━━━ EXCERPT TO READ ━━━

The same model consumes different sizes of GPU memory in different GPU


Same model same TensorRT with win10.
350MB GPU memory is required with GTX 1060 ,
700MB GPU memory is required with RTX 2070 ,
1GB GPU memory is required with RTX 3060.

That’s my guess, the architecture of GPU has a great impact on the consumption of GPU memory with TensorRT.?


TensorRT Version:
GPU Type: GTX 1060 RTX 2070 RTX 3060
Nvidia Driver Version: 456.71
CUDA Version: 11.1
CUDNN Version: 8.1
Operating System + Version: win10
1060_trtexec.txt (13.1 KB)
2070_trtexec.txt (16.3 KB)

same model , same softeware ,run by trtexec .
414MB GPU memory is required with GTX 1060
788MB GPU memory is required with RTX 2070

@NVES hi, I provide the info


  • It is expected that TensorRT GPU memory utilization is varies on different GPU architectures.

━━━ PROVIDED MATERIAL ━━━

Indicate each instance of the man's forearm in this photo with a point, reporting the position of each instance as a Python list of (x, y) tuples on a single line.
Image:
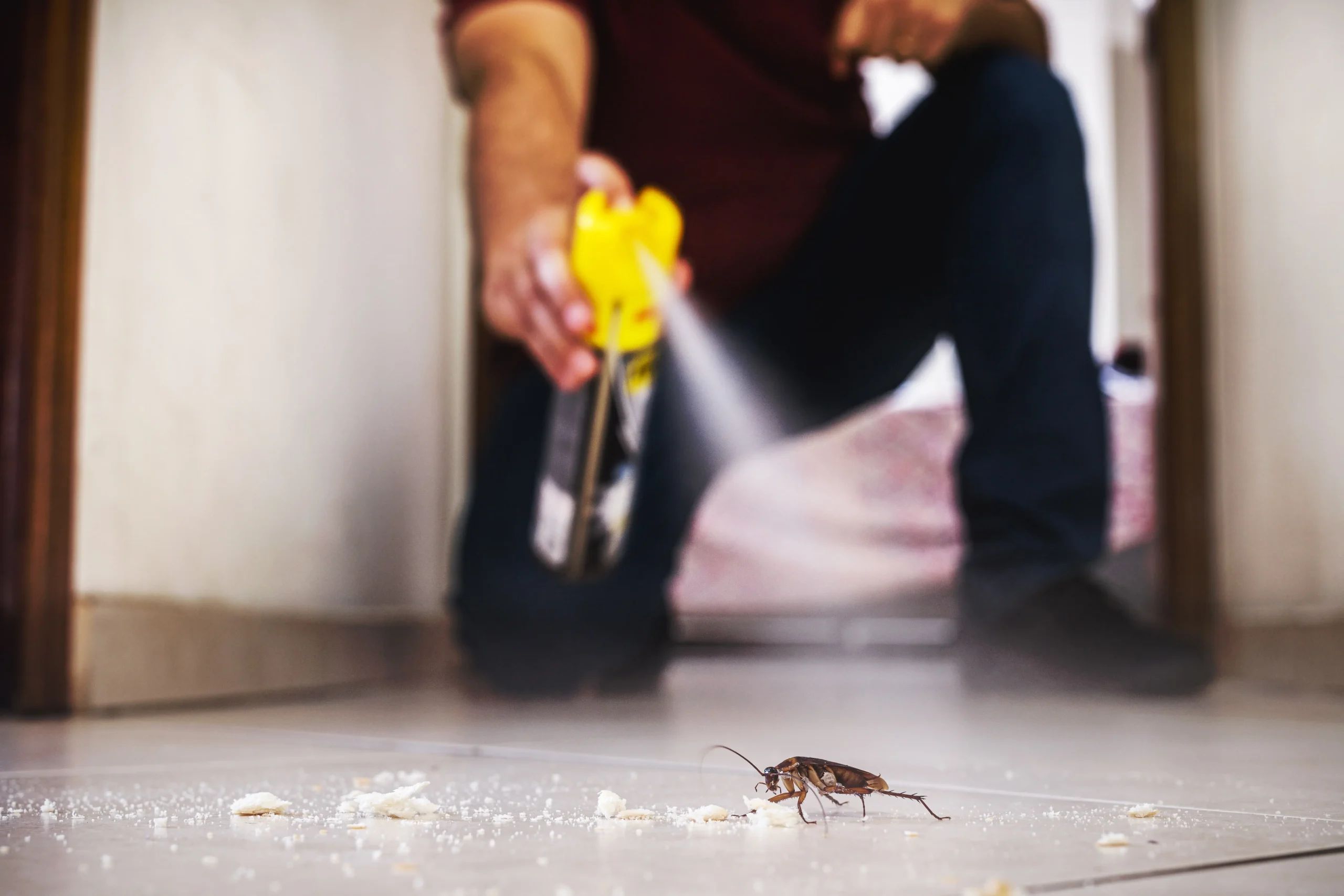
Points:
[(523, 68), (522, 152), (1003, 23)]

━━━

### PARTS OF THE EXERCISE
1 > According to the forum thread on TensorRT memory use, how much GPU memory does the model require on the RTX 3060?
2 > Continue the forum thread on TensorRT GPU memory use from its final sentence.
These lines have no connection to the forum thread about TensorRT memory use.

### PER-TASK ANSWERS
1 > 1GB

2 >
  • CUDA compute capability will be different for different GPU architectures. Also new arch would support new unit like tensorCore, this allow us to develop kernels that use more memory to speed up your NN.

Thank you.

If I want less memory consumption , and low speed is ok, can i control this ?


We can restrict/extend memory consumption using trtexec --worskpace flag.

Thank you.

Hi @spolisetty, While inferencing, can we make the workspace size limited? For different GPU architecture, the size loaded for the same architecture engine is different.


Thank you.